Object location annotation records
==================================================
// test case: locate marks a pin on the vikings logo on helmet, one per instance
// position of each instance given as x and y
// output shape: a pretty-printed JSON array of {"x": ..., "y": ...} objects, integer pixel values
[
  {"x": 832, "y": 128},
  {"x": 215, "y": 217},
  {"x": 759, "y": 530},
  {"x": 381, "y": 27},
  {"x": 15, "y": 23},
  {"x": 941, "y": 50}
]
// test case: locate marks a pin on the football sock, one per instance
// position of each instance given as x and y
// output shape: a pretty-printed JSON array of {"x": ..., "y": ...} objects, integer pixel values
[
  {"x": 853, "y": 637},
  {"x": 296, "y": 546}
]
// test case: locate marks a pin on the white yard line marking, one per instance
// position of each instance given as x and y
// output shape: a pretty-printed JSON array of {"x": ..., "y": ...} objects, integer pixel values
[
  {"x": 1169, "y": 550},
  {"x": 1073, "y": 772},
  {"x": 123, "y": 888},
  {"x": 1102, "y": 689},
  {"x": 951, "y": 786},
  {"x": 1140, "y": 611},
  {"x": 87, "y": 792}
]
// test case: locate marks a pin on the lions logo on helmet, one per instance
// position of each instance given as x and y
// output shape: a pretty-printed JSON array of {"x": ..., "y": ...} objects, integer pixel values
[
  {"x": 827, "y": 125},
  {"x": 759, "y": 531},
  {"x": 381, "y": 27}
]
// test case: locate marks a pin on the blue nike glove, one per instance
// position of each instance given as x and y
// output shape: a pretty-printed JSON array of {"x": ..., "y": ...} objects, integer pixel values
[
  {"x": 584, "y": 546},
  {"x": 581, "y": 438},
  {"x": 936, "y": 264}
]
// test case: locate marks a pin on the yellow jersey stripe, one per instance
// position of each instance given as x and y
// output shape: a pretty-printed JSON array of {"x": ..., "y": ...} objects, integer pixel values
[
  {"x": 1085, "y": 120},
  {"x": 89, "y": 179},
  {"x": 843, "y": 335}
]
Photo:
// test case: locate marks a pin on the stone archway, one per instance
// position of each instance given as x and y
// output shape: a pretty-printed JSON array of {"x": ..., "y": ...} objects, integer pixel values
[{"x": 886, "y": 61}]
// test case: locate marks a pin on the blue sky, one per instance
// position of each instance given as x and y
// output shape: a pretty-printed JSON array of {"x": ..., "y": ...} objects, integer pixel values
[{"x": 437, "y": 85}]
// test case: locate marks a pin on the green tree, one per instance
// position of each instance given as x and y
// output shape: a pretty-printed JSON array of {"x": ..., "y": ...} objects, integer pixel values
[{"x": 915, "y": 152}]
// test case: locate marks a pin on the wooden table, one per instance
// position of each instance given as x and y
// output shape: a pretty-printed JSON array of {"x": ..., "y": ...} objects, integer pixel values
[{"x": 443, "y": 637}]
==================================================
● Task statement: Copy these lines without any changes, covering all of the records above.

● Complete answer:
// test case: locate marks a pin on the vikings logo on helmet, one per instance
// position of each instance given as x and y
// output shape: a pretty-printed JSON array of {"x": ..., "y": ...} objects, integer pixel values
[
  {"x": 832, "y": 128},
  {"x": 215, "y": 217},
  {"x": 759, "y": 530},
  {"x": 381, "y": 27},
  {"x": 15, "y": 23},
  {"x": 941, "y": 50}
]
// test case: locate marks a pin on the football sock, one per instance
// position of each instance given as x and y
// output shape: a pretty-printed JSON array of {"x": ..., "y": ...} objects, integer pixel values
[
  {"x": 853, "y": 637},
  {"x": 296, "y": 546}
]
// test case: locate marks a pin on the white yard line marking, one per instance
// position of each instance given as x and y
// output shape: a pretty-printed JSON array of {"x": ..., "y": ...} objects, integer pixel values
[
  {"x": 1169, "y": 550},
  {"x": 1073, "y": 772},
  {"x": 123, "y": 888},
  {"x": 1102, "y": 689},
  {"x": 951, "y": 786},
  {"x": 1140, "y": 611},
  {"x": 87, "y": 792}
]
// test case: locate marks a pin on the lions logo on helmet, one per instance
// position of each instance given as x and y
// output shape: a pretty-printed JSON array of {"x": ..., "y": ...} objects, integer pixel values
[
  {"x": 827, "y": 125},
  {"x": 759, "y": 531},
  {"x": 381, "y": 27}
]
// test case: locate marks a pin on the blue nike glove, one per instance
// position of each instance given as x and y
// output shape: a pretty-printed JSON array of {"x": ..., "y": ...} objects, integer pixel values
[
  {"x": 584, "y": 546},
  {"x": 581, "y": 438},
  {"x": 936, "y": 264}
]
// test case: locate marks a pin on the yellow jersey stripe, one per instance
// position of each instance given as x and y
// output shape: a pretty-printed JSON array of {"x": ..., "y": ...} objects, integer pixel values
[
  {"x": 1085, "y": 120},
  {"x": 89, "y": 179},
  {"x": 843, "y": 335}
]
Photo:
// test case: locate marks a pin on the stone archway, one per instance
// position of each instance given as x and y
// output shape: a pretty-printed JSON array of {"x": ..., "y": ...} objects, integer pixel values
[{"x": 886, "y": 61}]
// test case: locate marks a pin on the blue sky, one per instance
// position of each instance given as x and y
// output shape: a pretty-printed JSON array of {"x": ..., "y": ...} objects, integer pixel values
[{"x": 437, "y": 85}]
// test case: locate marks a pin on the green tree, one per instance
// position of each instance given as x and y
// output shape: a pretty-printed JSON array of {"x": ..., "y": ...} objects, integer pixel values
[{"x": 915, "y": 152}]
// test case: locate marks a pin on the wooden table, one per instance
// position of each instance given as x and y
// output shape: a pretty-printed JSON array of {"x": ..., "y": ...} objects, integer pixel values
[{"x": 443, "y": 637}]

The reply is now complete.